*Stated exercise*
Pick out every line in the data below that contains the word "building", and copy each of those lines.

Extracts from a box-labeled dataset
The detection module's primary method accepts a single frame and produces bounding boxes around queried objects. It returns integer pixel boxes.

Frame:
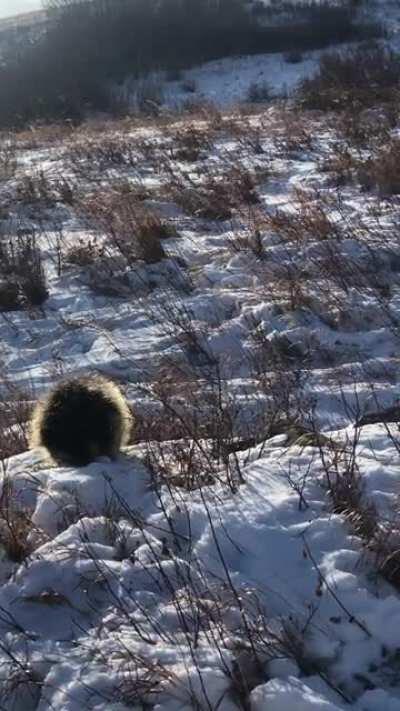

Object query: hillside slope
[0,36,400,711]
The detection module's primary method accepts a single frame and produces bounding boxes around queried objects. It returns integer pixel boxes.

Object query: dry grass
[264,190,341,243]
[299,45,400,111]
[79,190,171,264]
[0,235,49,311]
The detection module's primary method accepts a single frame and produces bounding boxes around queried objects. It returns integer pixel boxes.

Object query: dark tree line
[0,0,382,127]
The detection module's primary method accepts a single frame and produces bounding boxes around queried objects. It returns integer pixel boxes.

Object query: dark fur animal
[30,377,133,467]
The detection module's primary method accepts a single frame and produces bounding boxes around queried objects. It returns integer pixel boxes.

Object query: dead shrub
[298,45,400,111]
[167,165,259,220]
[61,237,104,267]
[172,126,212,163]
[17,171,57,208]
[0,473,32,563]
[66,131,139,177]
[0,279,21,311]
[0,235,49,310]
[357,138,400,196]
[246,81,272,104]
[0,138,18,180]
[265,190,341,242]
[79,190,167,264]
[0,392,32,460]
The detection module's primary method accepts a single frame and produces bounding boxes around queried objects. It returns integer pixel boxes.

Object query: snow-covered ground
[0,18,400,711]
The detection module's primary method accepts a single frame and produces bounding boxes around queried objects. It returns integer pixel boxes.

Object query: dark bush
[0,0,379,127]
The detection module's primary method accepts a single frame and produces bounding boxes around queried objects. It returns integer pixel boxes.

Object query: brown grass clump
[0,235,49,311]
[357,138,400,196]
[265,190,340,242]
[298,45,400,111]
[79,190,167,264]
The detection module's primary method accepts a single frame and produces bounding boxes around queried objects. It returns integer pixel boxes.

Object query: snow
[0,12,400,711]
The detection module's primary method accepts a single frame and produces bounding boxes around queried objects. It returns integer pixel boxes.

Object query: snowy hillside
[0,34,400,711]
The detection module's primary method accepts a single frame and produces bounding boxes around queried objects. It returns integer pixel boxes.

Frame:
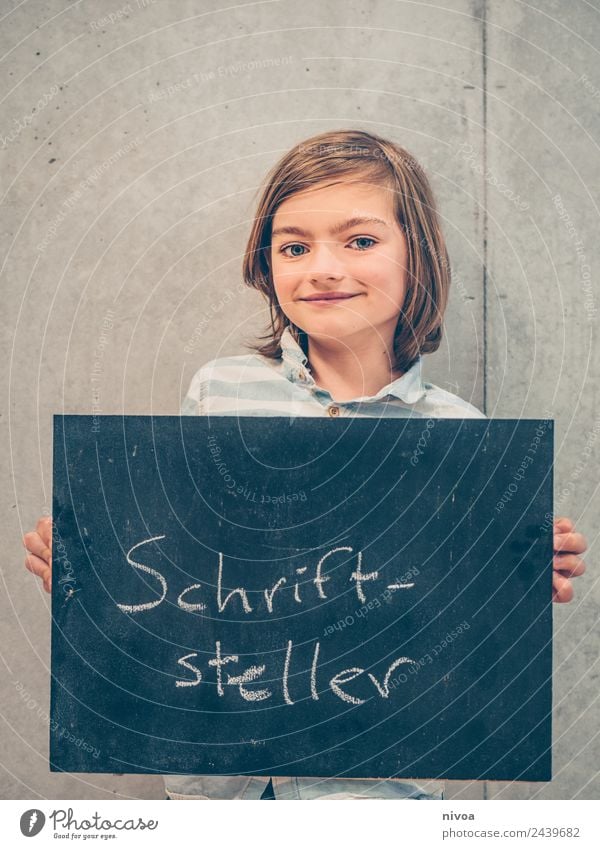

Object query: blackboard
[50,415,553,781]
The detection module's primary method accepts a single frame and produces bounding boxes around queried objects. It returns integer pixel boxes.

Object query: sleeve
[180,363,209,416]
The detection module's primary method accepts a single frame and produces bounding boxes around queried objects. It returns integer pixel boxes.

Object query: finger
[25,554,52,580]
[552,572,574,604]
[552,554,586,578]
[554,533,587,554]
[35,516,52,548]
[23,531,52,564]
[554,516,575,534]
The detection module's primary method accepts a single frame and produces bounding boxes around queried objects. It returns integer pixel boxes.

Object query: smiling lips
[300,292,359,303]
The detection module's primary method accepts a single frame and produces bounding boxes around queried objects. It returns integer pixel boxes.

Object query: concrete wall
[0,0,600,799]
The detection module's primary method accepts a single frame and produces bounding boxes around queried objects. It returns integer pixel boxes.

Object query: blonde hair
[243,130,450,372]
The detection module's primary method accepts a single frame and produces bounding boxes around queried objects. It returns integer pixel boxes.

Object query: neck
[308,336,403,401]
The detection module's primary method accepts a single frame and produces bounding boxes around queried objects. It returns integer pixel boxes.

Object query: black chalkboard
[50,416,553,781]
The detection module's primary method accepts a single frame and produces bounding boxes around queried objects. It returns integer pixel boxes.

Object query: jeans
[163,775,444,801]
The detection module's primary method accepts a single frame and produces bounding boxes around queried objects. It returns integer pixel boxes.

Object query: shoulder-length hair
[243,130,450,372]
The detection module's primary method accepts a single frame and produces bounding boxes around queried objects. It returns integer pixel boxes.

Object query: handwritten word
[117,534,413,614]
[175,640,414,705]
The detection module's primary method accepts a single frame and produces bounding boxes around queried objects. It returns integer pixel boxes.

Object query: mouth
[300,292,359,303]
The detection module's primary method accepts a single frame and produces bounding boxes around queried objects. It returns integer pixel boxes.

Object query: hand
[552,519,587,604]
[23,516,52,593]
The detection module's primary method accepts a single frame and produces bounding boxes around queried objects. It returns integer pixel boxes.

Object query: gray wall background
[0,0,600,799]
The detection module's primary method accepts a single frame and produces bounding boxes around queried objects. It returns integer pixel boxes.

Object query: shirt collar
[279,326,426,404]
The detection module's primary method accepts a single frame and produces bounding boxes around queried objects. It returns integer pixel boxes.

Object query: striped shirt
[164,328,486,799]
[181,327,485,419]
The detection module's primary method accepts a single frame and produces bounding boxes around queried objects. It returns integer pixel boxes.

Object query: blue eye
[281,242,305,257]
[350,236,375,251]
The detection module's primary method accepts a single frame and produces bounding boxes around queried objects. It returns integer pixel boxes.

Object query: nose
[307,242,346,283]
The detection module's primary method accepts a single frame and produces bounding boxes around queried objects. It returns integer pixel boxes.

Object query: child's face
[271,182,407,351]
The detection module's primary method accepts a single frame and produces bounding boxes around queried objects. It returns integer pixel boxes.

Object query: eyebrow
[271,216,389,239]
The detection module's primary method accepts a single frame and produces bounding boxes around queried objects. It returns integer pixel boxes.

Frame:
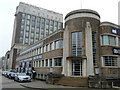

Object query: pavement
[19,80,78,89]
[19,80,120,90]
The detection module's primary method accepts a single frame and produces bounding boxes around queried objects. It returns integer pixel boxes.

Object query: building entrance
[72,60,82,76]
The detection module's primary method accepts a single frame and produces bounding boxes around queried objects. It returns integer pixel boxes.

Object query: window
[42,60,44,67]
[55,40,63,49]
[58,22,63,29]
[44,46,46,52]
[54,21,58,31]
[25,38,28,44]
[25,32,29,37]
[21,25,24,31]
[50,20,54,33]
[36,34,39,39]
[26,26,30,31]
[26,20,30,26]
[118,37,120,46]
[41,29,44,39]
[27,15,31,19]
[102,35,116,46]
[39,61,41,67]
[21,19,25,25]
[31,27,35,33]
[54,58,62,66]
[103,56,117,66]
[31,33,34,38]
[92,32,97,66]
[49,59,52,67]
[30,39,34,44]
[46,44,48,52]
[20,31,24,37]
[22,13,25,18]
[36,28,40,34]
[50,42,54,50]
[20,37,23,43]
[72,32,82,56]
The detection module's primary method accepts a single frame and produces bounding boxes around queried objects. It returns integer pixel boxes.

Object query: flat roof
[65,9,100,19]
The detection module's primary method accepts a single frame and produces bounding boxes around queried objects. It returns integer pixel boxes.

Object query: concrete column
[62,26,70,76]
[82,59,87,77]
[67,60,72,76]
[48,59,50,67]
[52,58,55,67]
[116,37,119,46]
[85,22,94,76]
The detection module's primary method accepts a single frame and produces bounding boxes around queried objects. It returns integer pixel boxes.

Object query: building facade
[16,9,120,82]
[10,2,63,69]
[4,51,11,71]
[100,22,120,78]
[10,3,120,85]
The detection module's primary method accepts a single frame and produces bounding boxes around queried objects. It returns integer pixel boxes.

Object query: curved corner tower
[63,9,100,77]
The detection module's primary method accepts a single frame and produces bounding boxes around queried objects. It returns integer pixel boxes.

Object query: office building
[16,9,120,86]
[10,2,63,69]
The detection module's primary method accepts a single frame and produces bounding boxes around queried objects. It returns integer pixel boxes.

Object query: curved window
[55,40,63,49]
[72,32,82,56]
[103,56,117,66]
[102,35,116,46]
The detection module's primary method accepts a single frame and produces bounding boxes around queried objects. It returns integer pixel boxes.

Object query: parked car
[8,72,17,79]
[2,71,8,76]
[14,73,31,82]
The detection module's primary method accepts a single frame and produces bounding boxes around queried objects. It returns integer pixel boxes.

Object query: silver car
[14,73,31,82]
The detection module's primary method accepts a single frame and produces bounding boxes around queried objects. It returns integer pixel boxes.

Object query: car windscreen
[18,73,26,76]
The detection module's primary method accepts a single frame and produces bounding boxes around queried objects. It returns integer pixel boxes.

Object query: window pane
[102,35,109,45]
[54,58,62,66]
[104,56,117,66]
[109,36,116,46]
[72,32,82,56]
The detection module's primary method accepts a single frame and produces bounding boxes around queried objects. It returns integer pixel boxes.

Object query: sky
[0,0,120,57]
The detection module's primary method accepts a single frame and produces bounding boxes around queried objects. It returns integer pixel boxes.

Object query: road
[0,69,119,90]
[0,71,39,90]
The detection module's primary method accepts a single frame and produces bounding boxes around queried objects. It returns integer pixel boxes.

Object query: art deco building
[10,2,63,69]
[16,9,120,86]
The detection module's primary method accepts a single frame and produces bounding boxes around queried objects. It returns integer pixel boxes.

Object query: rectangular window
[22,13,25,18]
[58,22,63,29]
[25,38,28,44]
[30,39,34,44]
[54,21,58,31]
[27,15,31,19]
[92,32,97,66]
[36,18,41,28]
[46,59,48,67]
[50,42,54,50]
[54,58,62,66]
[55,40,63,49]
[42,60,44,67]
[103,56,118,66]
[26,20,30,26]
[21,19,25,25]
[39,61,41,67]
[21,25,24,31]
[49,59,52,67]
[25,32,29,38]
[31,33,34,39]
[72,32,82,56]
[46,44,48,52]
[26,26,30,31]
[118,37,120,46]
[49,20,54,33]
[20,37,23,44]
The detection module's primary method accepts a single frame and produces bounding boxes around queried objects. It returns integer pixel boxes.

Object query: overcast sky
[0,0,120,57]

*Final answer*
Object query: building entrance
Object query: building facade
Object query: office building
Object query: art deco building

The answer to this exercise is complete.